ROWS:
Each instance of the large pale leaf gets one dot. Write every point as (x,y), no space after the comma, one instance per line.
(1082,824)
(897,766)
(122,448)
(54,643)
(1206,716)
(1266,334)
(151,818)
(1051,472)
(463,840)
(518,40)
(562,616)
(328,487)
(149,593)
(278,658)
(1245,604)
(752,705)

GIVEN REQUEST: Rewrite the rows above with "large pale leaf" replaced by "broad light leaf", leaving everything else unchanged.

FINISHED ANSWER:
Each instance of the broad light leaf gets one dot. Write every point as (x,y), no space after the comma, one instance per line.
(1082,824)
(897,766)
(122,448)
(54,643)
(1206,716)
(1266,334)
(151,818)
(1051,472)
(463,840)
(518,40)
(562,616)
(328,487)
(149,593)
(278,658)
(1245,604)
(752,705)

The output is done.